• [Texto fornecido]
════════════════
Mas o mundo de Beaumarchais estava se dissolvendo. Os baluartes de poder eram atacados por homens cujos métodos ele desconhecia. Encorajavam o “teatro patriótico” em detrimento do que consideravam mediocridades; rebatizaram o Comédiens-Française de Teatro da Nação, e este deixou de ter o monopólio sobre as encenações; inúmeros teatros surgiram por toda a França. A estreia de Mãe culpada, última peça da trilogia de Fígaro, foi um fracasso. Em 1789, Beaumarchais aguardava a proclamação da Constituição para colocar um limite ao poder real, mas condenava publicamente a onda de violência e saques que varria o país. À Declaração dos Direitos do Homem e do Cidadão, que extinguiu anobreza hereditária, Beaumarchais reagiu afirmando: “O que será de nós? Estamos perdendo nossa honra, reduzida a nomes de família, sem brasões ou criadagem! Céus!”. Será que Beaumarchais, envelhecendo e tendo perdido parcialmente a audição, se afastava das demandas populares e se apegava aos valores aristocráticos de seu velho mundo, que via ruir? Para o biógrafo Maurice Lever, Beaumarchais “estava à frente de seu tempo denunciando arbitrariedades, mas nunca empunhou o estandarte da revolta”.
════════════════
• [Tarefa escrita] No trecho sobre Beaumarchais, qual novo nome foi dado à Comédiens-Française?

Entradas de uma coleção
════════════════
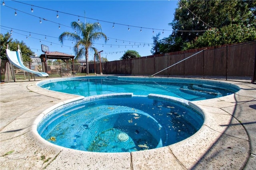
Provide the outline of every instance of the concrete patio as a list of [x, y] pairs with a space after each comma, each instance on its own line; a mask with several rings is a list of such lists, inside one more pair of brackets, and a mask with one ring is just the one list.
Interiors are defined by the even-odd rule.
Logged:
[[250, 80], [213, 80], [241, 90], [192, 102], [206, 119], [189, 138], [156, 149], [107, 153], [56, 146], [35, 135], [34, 122], [43, 111], [78, 97], [38, 88], [40, 80], [0, 84], [2, 170], [256, 169], [256, 84]]

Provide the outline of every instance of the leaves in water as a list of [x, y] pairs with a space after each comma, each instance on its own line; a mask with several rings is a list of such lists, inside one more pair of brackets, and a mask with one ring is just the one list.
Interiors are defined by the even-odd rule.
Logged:
[[14, 150], [11, 150], [11, 151], [10, 151], [6, 153], [5, 153], [4, 155], [3, 155], [3, 156], [7, 155], [8, 155], [8, 154], [11, 154], [13, 152], [14, 152]]

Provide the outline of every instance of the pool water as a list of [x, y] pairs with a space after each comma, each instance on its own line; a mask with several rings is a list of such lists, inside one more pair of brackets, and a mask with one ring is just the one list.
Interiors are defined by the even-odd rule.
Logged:
[[139, 95], [155, 94], [189, 101], [220, 97], [239, 90], [231, 84], [209, 80], [116, 76], [56, 79], [44, 81], [38, 86], [51, 90], [84, 96], [116, 93], [133, 93]]
[[52, 143], [82, 150], [156, 148], [182, 141], [202, 126], [203, 116], [185, 103], [136, 95], [82, 102], [53, 111], [38, 131]]

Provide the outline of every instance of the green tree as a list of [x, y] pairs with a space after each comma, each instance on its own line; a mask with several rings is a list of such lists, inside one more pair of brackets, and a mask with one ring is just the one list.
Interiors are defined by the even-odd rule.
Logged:
[[93, 47], [94, 41], [101, 38], [107, 40], [107, 36], [101, 32], [101, 26], [97, 23], [78, 23], [72, 22], [71, 27], [75, 31], [75, 33], [64, 32], [59, 37], [59, 40], [62, 44], [65, 38], [70, 40], [74, 41], [73, 49], [76, 55], [76, 59], [81, 59], [83, 55], [85, 55], [86, 63], [86, 74], [89, 74], [88, 56], [89, 49], [94, 51], [95, 53], [98, 53], [97, 49]]
[[178, 6], [172, 34], [160, 41], [165, 51], [255, 39], [256, 1], [181, 0]]
[[127, 50], [120, 59], [125, 60], [126, 59], [134, 59], [134, 58], [140, 57], [138, 53], [136, 51]]
[[[10, 42], [12, 41], [12, 39], [11, 37], [11, 36], [9, 32], [7, 32], [7, 33], [4, 35], [0, 33], [1, 59], [4, 60], [7, 59], [6, 54], [6, 49], [7, 47], [7, 44], [10, 44]], [[17, 50], [17, 47], [16, 47], [16, 50]]]
[[153, 36], [153, 45], [152, 48], [150, 50], [151, 54], [153, 55], [156, 54], [160, 54], [160, 41], [159, 41], [159, 36], [160, 36], [160, 33], [158, 33], [155, 36]]
[[22, 53], [23, 62], [32, 61], [30, 56], [33, 55], [34, 53], [32, 51], [23, 41], [20, 42], [17, 39], [13, 41], [11, 37], [11, 35], [8, 32], [7, 32], [4, 35], [0, 34], [0, 41], [1, 41], [1, 59], [8, 59], [6, 51], [7, 44], [9, 44], [10, 50], [13, 51], [17, 51], [18, 45], [20, 46], [20, 50]]

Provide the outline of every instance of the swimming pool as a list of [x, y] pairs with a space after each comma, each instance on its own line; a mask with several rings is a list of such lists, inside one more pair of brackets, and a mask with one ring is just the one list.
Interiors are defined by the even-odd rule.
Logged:
[[84, 96], [116, 93], [156, 94], [196, 101], [222, 97], [239, 90], [229, 83], [199, 79], [91, 76], [56, 78], [37, 84], [42, 88]]
[[[208, 80], [166, 78], [72, 77], [47, 80], [38, 82], [36, 84], [42, 88], [48, 90], [83, 96], [85, 101], [90, 103], [83, 103], [84, 100], [80, 99], [79, 101], [70, 102], [68, 105], [64, 104], [61, 106], [57, 105], [56, 108], [51, 109], [50, 111], [47, 111], [44, 112], [43, 117], [39, 121], [37, 126], [37, 130], [42, 137], [51, 143], [65, 147], [100, 152], [133, 152], [140, 149], [168, 146], [182, 141], [196, 133], [204, 122], [203, 111], [197, 106], [194, 105], [191, 106], [188, 104], [190, 102], [189, 101], [221, 97], [232, 94], [240, 90], [236, 86], [225, 82]], [[115, 96], [118, 96], [116, 94], [117, 93], [119, 94], [130, 93], [134, 96], [132, 98], [132, 100], [135, 100], [137, 102], [130, 101], [131, 102], [128, 103], [129, 104], [126, 105], [127, 104], [126, 104], [126, 101], [129, 100], [127, 98], [115, 98]], [[152, 95], [164, 96], [165, 97], [162, 97], [162, 100], [167, 99], [168, 100], [172, 100], [172, 103], [167, 105], [160, 104], [156, 106], [154, 106], [154, 103], [160, 103], [160, 102], [155, 99], [153, 100], [154, 102], [151, 102], [151, 106], [148, 108], [140, 107], [139, 106], [145, 105], [145, 103], [143, 102], [146, 102], [145, 98]], [[106, 101], [104, 100], [106, 99], [100, 98], [102, 96], [103, 98], [106, 96], [110, 98], [110, 99], [108, 99], [109, 102], [106, 102], [108, 104], [104, 104], [106, 103]], [[184, 100], [181, 102], [180, 100]], [[96, 106], [93, 110], [97, 111], [99, 109], [101, 110], [101, 115], [94, 112], [92, 114], [92, 111], [88, 111], [90, 109], [88, 106], [92, 104], [90, 103], [91, 102], [95, 102], [95, 103], [92, 103], [92, 104]], [[119, 104], [111, 105], [117, 102], [119, 102]], [[176, 105], [173, 108], [172, 106], [170, 106], [175, 105], [173, 102], [176, 103]], [[136, 106], [137, 104], [138, 106]], [[99, 106], [97, 106], [98, 104]], [[102, 106], [104, 106], [101, 108]], [[163, 106], [164, 106], [162, 107]], [[184, 106], [186, 107], [184, 107]], [[132, 113], [130, 111], [129, 112], [124, 109], [124, 110], [126, 111], [124, 112], [122, 110], [122, 109], [125, 108], [124, 107], [128, 107], [132, 109], [135, 109], [140, 111], [138, 113], [132, 111]], [[116, 107], [120, 107], [117, 109]], [[151, 109], [148, 109], [150, 107]], [[79, 110], [81, 108], [83, 110], [80, 111], [80, 112]], [[109, 110], [110, 108], [117, 109], [116, 110], [114, 109], [115, 111], [117, 111], [117, 112], [115, 112], [116, 114], [112, 114], [113, 113]], [[174, 109], [175, 108], [178, 108], [178, 110], [175, 111], [176, 109]], [[163, 112], [160, 113], [156, 112], [158, 109], [163, 109]], [[170, 110], [167, 111], [166, 109]], [[154, 110], [153, 112], [152, 112], [152, 110]], [[73, 111], [74, 112], [73, 113]], [[181, 112], [180, 113], [180, 111]], [[191, 113], [188, 115], [191, 115], [188, 117], [193, 119], [184, 118], [184, 113], [187, 112]], [[90, 113], [90, 114], [89, 113]], [[77, 115], [76, 113], [78, 114]], [[102, 115], [102, 114], [104, 115], [104, 113], [106, 114]], [[83, 120], [82, 122], [78, 123], [77, 120], [81, 119], [79, 118], [80, 117], [79, 114], [81, 114], [85, 117], [84, 119], [82, 119]], [[156, 116], [156, 114], [160, 115], [160, 117], [165, 115], [166, 117], [162, 119], [159, 119]], [[87, 117], [88, 114], [91, 114], [91, 117]], [[109, 116], [109, 114], [111, 115]], [[74, 116], [72, 116], [73, 115]], [[70, 117], [72, 117], [73, 119], [72, 121], [75, 120], [74, 122], [68, 119], [70, 115], [72, 115]], [[168, 119], [168, 117], [172, 117], [173, 121], [172, 118]], [[149, 119], [151, 121], [147, 122], [147, 118], [151, 117], [152, 118]], [[175, 117], [177, 117], [176, 118], [182, 117], [182, 120], [175, 120]], [[140, 118], [142, 119], [140, 120], [143, 120], [147, 123], [145, 124], [136, 122], [138, 120], [136, 119], [140, 119]], [[75, 120], [77, 120], [76, 122]], [[119, 122], [119, 125], [113, 124], [111, 121], [109, 121], [110, 120], [117, 120], [117, 121]], [[64, 123], [62, 123], [62, 121]], [[170, 124], [171, 122], [174, 123]], [[70, 125], [69, 122], [72, 122], [71, 124]], [[186, 122], [186, 123], [183, 122]], [[124, 129], [124, 127], [128, 127], [129, 125], [130, 125], [129, 123], [136, 123], [136, 125], [130, 127], [129, 130], [126, 131]], [[121, 126], [120, 125], [122, 123], [124, 125]], [[138, 128], [138, 127], [136, 127], [138, 123], [148, 125], [148, 126], [143, 125]], [[104, 128], [102, 127], [102, 124], [104, 125]], [[66, 125], [68, 125], [67, 126]], [[117, 128], [118, 127], [121, 127], [122, 128]], [[184, 127], [184, 129], [181, 128], [182, 127]], [[164, 127], [163, 129], [164, 129], [165, 131], [160, 132], [162, 127]], [[73, 129], [74, 131], [69, 131]], [[60, 133], [59, 132], [60, 129], [60, 131], [62, 132]], [[153, 131], [152, 129], [157, 130]], [[170, 136], [176, 137], [174, 138], [177, 138], [176, 140], [171, 138], [168, 139], [166, 137], [169, 136], [168, 131], [171, 130], [176, 133], [170, 135]], [[70, 135], [66, 135], [66, 131], [69, 132], [68, 133]], [[139, 134], [139, 135], [137, 135]], [[147, 137], [142, 136], [138, 137], [142, 134]], [[111, 138], [110, 137], [114, 137], [109, 141], [109, 139]], [[136, 139], [137, 137], [138, 137]], [[108, 139], [101, 140], [104, 137]], [[68, 142], [67, 139], [69, 139], [72, 140]], [[129, 140], [129, 139], [131, 140]], [[140, 143], [138, 142], [138, 141], [136, 141], [137, 139], [144, 142]], [[132, 142], [131, 145], [127, 145], [128, 148], [124, 148], [122, 146], [122, 144], [126, 142]], [[106, 143], [110, 143], [112, 145], [106, 145]], [[117, 148], [118, 145], [120, 147], [117, 149], [110, 149], [110, 148], [113, 147]], [[103, 148], [105, 149], [101, 149]]]
[[59, 106], [38, 123], [55, 145], [96, 152], [131, 152], [167, 146], [192, 135], [204, 115], [186, 100], [161, 95], [115, 94]]

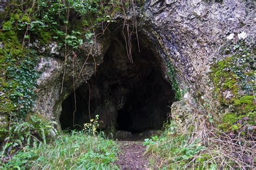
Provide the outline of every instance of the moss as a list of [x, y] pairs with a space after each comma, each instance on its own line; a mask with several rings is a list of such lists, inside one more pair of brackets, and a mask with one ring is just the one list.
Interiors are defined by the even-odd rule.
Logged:
[[233, 123], [237, 122], [237, 120], [238, 118], [235, 114], [228, 113], [225, 115], [223, 117], [223, 122], [229, 125], [232, 125]]
[[[217, 62], [211, 68], [210, 77], [214, 86], [214, 93], [223, 107], [230, 110], [223, 116], [219, 125], [225, 131], [239, 129], [241, 125], [238, 122], [247, 121], [250, 125], [255, 122], [255, 87], [250, 85], [254, 79], [251, 64], [254, 61], [253, 52], [242, 42], [240, 43], [228, 48], [235, 49], [233, 54]], [[231, 94], [228, 97], [225, 96], [227, 91]]]
[[256, 109], [256, 106], [253, 104], [254, 97], [253, 96], [244, 96], [239, 99], [235, 100], [234, 105], [237, 108], [240, 113], [247, 113], [253, 111]]
[[42, 31], [39, 36], [39, 40], [42, 44], [49, 44], [52, 40], [52, 37], [49, 32]]

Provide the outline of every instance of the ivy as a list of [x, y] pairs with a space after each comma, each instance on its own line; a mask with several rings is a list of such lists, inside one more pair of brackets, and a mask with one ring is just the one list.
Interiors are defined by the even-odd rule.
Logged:
[[167, 74], [172, 83], [172, 90], [175, 94], [175, 100], [177, 101], [180, 101], [181, 100], [183, 94], [176, 79], [175, 69], [171, 63], [169, 63], [167, 67], [169, 69]]

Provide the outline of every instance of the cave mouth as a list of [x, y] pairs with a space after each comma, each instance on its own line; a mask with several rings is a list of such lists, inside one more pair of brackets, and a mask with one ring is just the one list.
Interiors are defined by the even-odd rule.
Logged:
════════════════
• [Tarefa concluída] Teatro da Nação.